• DATA
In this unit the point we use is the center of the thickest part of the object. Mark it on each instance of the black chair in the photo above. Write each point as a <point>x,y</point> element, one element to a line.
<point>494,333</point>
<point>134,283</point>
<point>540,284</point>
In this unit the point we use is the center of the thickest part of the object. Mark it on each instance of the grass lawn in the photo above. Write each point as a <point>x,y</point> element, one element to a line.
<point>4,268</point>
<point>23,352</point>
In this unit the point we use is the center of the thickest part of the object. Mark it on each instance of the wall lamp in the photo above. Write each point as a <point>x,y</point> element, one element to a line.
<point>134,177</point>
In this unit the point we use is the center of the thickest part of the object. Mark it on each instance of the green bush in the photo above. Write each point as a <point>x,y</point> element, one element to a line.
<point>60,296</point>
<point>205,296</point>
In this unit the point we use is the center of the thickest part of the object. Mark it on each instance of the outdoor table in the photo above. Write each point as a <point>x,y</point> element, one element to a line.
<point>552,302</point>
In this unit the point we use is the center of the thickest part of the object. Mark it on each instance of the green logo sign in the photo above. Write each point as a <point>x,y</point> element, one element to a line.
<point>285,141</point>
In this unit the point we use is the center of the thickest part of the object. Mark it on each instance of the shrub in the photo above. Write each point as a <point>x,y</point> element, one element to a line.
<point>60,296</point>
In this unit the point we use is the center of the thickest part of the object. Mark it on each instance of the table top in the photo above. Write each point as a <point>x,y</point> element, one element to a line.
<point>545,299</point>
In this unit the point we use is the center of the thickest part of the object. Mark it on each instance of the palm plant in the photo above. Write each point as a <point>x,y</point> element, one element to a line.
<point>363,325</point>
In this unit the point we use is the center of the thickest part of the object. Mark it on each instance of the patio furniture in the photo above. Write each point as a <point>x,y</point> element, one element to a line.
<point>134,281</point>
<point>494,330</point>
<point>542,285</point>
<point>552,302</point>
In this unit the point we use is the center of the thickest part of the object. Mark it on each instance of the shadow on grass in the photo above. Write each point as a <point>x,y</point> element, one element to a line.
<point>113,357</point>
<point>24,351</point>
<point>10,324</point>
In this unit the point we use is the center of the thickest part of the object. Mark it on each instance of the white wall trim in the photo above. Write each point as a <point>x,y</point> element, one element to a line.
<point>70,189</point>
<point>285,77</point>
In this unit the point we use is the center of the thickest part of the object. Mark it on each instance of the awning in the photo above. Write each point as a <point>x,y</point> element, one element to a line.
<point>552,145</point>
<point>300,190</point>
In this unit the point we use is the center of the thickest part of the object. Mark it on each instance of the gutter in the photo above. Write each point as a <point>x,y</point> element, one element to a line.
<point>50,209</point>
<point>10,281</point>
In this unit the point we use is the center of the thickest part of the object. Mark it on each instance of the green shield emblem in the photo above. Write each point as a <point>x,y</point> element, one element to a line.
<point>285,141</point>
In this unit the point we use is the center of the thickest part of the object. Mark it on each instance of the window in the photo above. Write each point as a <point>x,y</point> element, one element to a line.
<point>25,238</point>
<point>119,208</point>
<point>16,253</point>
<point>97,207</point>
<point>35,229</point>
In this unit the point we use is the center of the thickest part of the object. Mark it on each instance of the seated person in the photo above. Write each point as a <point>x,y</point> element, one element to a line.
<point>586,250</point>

• WORK ORDER
Nothing is to be left out when the listing is copied, and every line must match exactly.

• RESPONSE
In this unit the point we use is the center of the thickest part of the object. Mark it on each instance of the black chair in the photo above. Write each point as a <point>x,y</point> element, one element to a line.
<point>494,333</point>
<point>134,283</point>
<point>540,284</point>
In this unit the point we use is the center of the thickest part of the object. Mark it on each instance of the grass lawn in the photo above. Write each point as a <point>x,y</point> element, one element to a line.
<point>4,268</point>
<point>23,352</point>
In this unit the point we use is the center of the thickest part of the object. Mark it on each instance of the wall lamp in the photo above. Write each point as a <point>x,y</point> element, one element to a line.
<point>134,177</point>
In this unit the point we use is the center of the thickest part of the object. Mark it on each instance of the green bush in the photo above. Write each point as a <point>x,y</point> element, one element to a line.
<point>60,296</point>
<point>205,296</point>
In this unit the point we use is the center of the thickest part of the object. Mark it on each instance of the outdoor table in the photo above. Write each point as a <point>x,y</point> element, one element to a line.
<point>552,302</point>
In this unit the point we use is the center of the thickest part of the object. Mark it on each instance of the green logo sign in the photo above. Write each point as a <point>x,y</point> element, one element to a line.
<point>285,141</point>
In this unit the point we use is the center of the thickest part of the object. Mark it on each instance of the shrub in the photo above. Write each point as a <point>x,y</point> element, one element to a line.
<point>60,296</point>
In this unit the point we use is the center of the thickest part of the object. Mark it on each instance of the table top in the photo above. Write each point as a <point>x,y</point> element, one element to a line.
<point>545,299</point>
In this unit the point we use is the center of the thickest part of the object. Mark it on each instance of the palm plant in the photo above. Write each point as a <point>x,y</point> element, one element to a line.
<point>363,325</point>
In this unit the point we use is the center of the thickest part of the object. Mark it on each instance of the patio furniture in the photo above. Write each point as a <point>x,y</point> element, one element to a line.
<point>134,281</point>
<point>494,330</point>
<point>542,285</point>
<point>552,302</point>
In this unit the point we use is the center of the thickest part of the object. Mark it on each instance of the shadow on grass in the photo above. Write each point as a <point>x,y</point> element, one element to a line.
<point>113,357</point>
<point>24,351</point>
<point>10,324</point>
In this unit the point we use is the center of the thickest part of the object. Mark it on each instance of the white wall trim in the photo above. Write each point as a <point>x,y</point> element, one element to a line.
<point>70,189</point>
<point>285,77</point>
In this unit the point we use is the center of the thickest part of the object. Mark it on each instance of the awning in the photo above. Write each point as a <point>x,y</point> element, one element to a line.
<point>552,145</point>
<point>300,190</point>
In this unit the point we use is the center of the thickest part of the object. Mark it on each instance of the gutter in the photo above. Write each point as a <point>x,y</point> element, one element to a line.
<point>50,209</point>
<point>10,281</point>
In this unit the point we use is the center of the thickest part of the object. Mark it on each instance of the green shield emblem in the photo above. Write each point as a <point>x,y</point> element, one element to a line.
<point>285,141</point>
In this unit the point we use is the center of the thickest part of the object. Mark it on each instance of the window in the photo above. Write each point as a <point>x,y</point> element, one element to a line.
<point>25,238</point>
<point>119,208</point>
<point>16,253</point>
<point>97,207</point>
<point>35,229</point>
In this unit the point we use is the center of the thickest part of the object. Mark it on each instance of the seated person in the photo above. Write each point as a <point>x,y</point> element, one element to a line.
<point>586,250</point>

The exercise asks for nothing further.